Problem 1. Select each line of the listing in which the word "horse" appears, treating uppercase and lowercase as distinct.

Text segment.
3.7 Access Methods for Services

   User network can be connected to the carrier's optical network
   either via directly fiber links or via other indirect access
   methods. The following list some of the access methods that shall be
   supported:
   - Cross-office access (User NE co-located with ONE)
     In this scenario each user NE has one or more cross-office
     connections to the ONE. Some of these access connections may be in
     use, while others may be idle pending a new connection request.
   - Remote access
     In this scenario each user NE has inter-location connections to
     the ONE over multiple fiber pairs or via a DWDM system. Some of
     these connections may be in use, while others may be idle pending
     a new connection request.

Problem 2. From the access-methods excerpt above, print verbatim the portion that opens with the words containing "3.7 Access Methods" and closes with "pending a new connection request.".

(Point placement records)
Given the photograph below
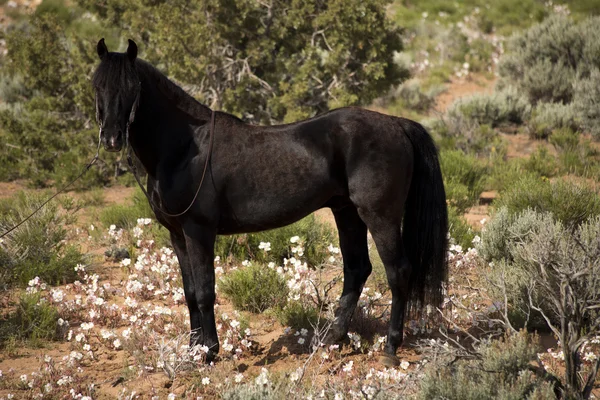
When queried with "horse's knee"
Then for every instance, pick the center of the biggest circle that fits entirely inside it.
(205, 300)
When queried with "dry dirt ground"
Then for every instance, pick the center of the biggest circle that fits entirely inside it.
(273, 347)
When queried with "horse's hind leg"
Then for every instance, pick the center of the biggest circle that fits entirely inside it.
(387, 235)
(357, 267)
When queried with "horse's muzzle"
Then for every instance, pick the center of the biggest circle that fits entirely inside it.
(113, 143)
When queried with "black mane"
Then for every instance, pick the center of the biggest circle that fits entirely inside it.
(116, 71)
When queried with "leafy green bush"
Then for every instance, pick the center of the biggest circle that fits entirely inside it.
(37, 248)
(544, 61)
(504, 107)
(459, 229)
(504, 173)
(455, 131)
(576, 154)
(126, 216)
(297, 315)
(34, 321)
(501, 372)
(254, 288)
(314, 235)
(411, 96)
(464, 177)
(569, 202)
(546, 117)
(505, 239)
(309, 58)
(542, 163)
(48, 124)
(586, 104)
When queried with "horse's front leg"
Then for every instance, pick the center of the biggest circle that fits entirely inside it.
(200, 241)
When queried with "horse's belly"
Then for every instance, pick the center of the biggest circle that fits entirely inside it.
(268, 210)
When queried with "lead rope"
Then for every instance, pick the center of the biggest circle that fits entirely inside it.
(64, 188)
(211, 129)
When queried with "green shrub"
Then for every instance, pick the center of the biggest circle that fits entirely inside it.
(542, 163)
(314, 234)
(37, 248)
(501, 372)
(531, 252)
(504, 173)
(544, 61)
(587, 103)
(503, 107)
(276, 388)
(126, 216)
(464, 177)
(547, 117)
(298, 315)
(455, 131)
(34, 321)
(569, 202)
(93, 198)
(459, 229)
(254, 288)
(410, 96)
(577, 155)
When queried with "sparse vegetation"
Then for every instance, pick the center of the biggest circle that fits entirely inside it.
(534, 265)
(38, 248)
(254, 288)
(34, 321)
(501, 370)
(570, 203)
(314, 235)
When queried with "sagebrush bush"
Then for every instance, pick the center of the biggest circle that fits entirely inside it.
(569, 202)
(544, 61)
(504, 173)
(410, 96)
(38, 247)
(254, 288)
(587, 103)
(315, 236)
(459, 229)
(501, 372)
(557, 62)
(126, 216)
(507, 241)
(542, 163)
(503, 107)
(547, 117)
(33, 321)
(455, 131)
(576, 154)
(464, 177)
(298, 315)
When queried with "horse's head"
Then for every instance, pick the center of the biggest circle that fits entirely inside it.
(117, 88)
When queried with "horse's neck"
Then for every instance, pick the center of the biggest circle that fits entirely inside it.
(159, 131)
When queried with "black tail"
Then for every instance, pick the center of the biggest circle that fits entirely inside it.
(425, 227)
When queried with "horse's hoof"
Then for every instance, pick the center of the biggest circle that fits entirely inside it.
(388, 360)
(333, 338)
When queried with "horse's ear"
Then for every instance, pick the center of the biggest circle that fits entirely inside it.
(101, 49)
(131, 50)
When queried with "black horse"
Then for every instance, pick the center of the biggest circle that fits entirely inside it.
(374, 171)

Task response 1.
When queried with "horse's knee"
When queried with "horse's hind leg"
When queried with "horse's muzzle"
When queried with "horse's front leg"
When queried with "horse's belly"
When queried with "horse's head"
When queried with "horse's neck"
When queried with "horse's hoof"
When queried with "horse's ear"
When queried with "black horse"

Task response 2.
3.7 Access Methods for Services

   User network can be connected to the carrier's optical network
   either via directly fiber links or via other indirect access
   methods. The following list some of the access methods that shall be
   supported:
   - Cross-office access (User NE co-located with ONE)
     In this scenario each user NE has one or more cross-office
     connections to the ONE. Some of these access connections may be in
     use, while others may be idle pending a new connection request.